[REQUIRED WORK]:
Extract each line holding the word "tank" from the entries.
§ §
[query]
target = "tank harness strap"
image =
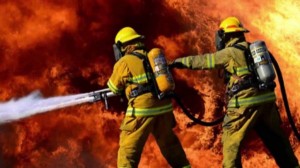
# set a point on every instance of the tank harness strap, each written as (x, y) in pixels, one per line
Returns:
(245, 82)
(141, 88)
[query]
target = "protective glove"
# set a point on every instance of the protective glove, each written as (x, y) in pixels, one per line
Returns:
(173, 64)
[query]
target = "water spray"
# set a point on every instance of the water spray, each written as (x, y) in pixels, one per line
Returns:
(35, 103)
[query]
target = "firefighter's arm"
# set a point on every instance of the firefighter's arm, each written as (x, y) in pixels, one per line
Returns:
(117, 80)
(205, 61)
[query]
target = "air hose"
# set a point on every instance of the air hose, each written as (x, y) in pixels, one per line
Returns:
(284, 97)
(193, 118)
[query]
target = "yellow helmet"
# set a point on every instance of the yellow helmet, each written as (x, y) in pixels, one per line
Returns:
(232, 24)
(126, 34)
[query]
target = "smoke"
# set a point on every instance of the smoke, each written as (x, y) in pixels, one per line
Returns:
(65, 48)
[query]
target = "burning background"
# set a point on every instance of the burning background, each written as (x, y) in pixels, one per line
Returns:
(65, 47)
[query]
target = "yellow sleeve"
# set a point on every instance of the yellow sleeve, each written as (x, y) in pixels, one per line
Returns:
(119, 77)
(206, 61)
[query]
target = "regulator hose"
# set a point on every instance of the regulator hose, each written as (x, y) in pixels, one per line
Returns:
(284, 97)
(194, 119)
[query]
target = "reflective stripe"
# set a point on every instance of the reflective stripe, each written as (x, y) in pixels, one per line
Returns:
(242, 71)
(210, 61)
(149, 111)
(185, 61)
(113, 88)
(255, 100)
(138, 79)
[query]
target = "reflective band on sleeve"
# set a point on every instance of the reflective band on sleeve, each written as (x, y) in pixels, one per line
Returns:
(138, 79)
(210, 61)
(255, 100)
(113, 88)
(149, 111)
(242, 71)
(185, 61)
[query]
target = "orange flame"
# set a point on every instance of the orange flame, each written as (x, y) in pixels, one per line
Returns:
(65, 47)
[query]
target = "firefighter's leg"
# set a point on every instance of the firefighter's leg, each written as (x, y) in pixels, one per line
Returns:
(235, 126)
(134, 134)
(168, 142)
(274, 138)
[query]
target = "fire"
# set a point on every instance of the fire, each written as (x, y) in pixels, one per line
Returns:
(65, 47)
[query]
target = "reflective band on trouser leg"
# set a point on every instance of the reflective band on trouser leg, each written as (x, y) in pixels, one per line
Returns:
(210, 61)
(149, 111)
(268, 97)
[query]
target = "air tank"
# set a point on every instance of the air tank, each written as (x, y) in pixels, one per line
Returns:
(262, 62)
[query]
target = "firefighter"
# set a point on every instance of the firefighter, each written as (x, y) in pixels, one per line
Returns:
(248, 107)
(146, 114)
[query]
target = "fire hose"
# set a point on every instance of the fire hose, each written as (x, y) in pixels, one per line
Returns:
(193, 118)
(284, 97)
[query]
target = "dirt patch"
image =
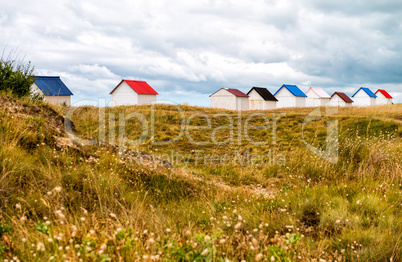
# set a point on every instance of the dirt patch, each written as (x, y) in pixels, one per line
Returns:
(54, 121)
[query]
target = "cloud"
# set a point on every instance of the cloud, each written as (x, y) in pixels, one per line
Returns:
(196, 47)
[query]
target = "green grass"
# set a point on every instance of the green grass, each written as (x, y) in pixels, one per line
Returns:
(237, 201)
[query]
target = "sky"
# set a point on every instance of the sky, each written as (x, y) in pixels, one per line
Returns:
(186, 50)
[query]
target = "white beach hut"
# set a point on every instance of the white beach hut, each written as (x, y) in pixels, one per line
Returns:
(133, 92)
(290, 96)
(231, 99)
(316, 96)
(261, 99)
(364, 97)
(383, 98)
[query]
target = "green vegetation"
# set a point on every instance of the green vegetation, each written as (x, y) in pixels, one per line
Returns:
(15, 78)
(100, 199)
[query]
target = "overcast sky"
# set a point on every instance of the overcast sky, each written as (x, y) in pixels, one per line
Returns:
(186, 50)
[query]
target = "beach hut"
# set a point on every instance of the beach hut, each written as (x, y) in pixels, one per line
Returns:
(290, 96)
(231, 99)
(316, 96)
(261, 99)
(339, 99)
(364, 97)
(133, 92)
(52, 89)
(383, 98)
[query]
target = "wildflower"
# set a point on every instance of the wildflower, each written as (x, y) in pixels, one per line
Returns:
§ §
[THE ANSWER]:
target = "tank harness strap"
# set a point on every instance of the tank harness strap, each written as (x, y) in pixels, one per line
target = "air tank"
# set a point on every instance of the air tank, each written as (x, y) in pixels, one per line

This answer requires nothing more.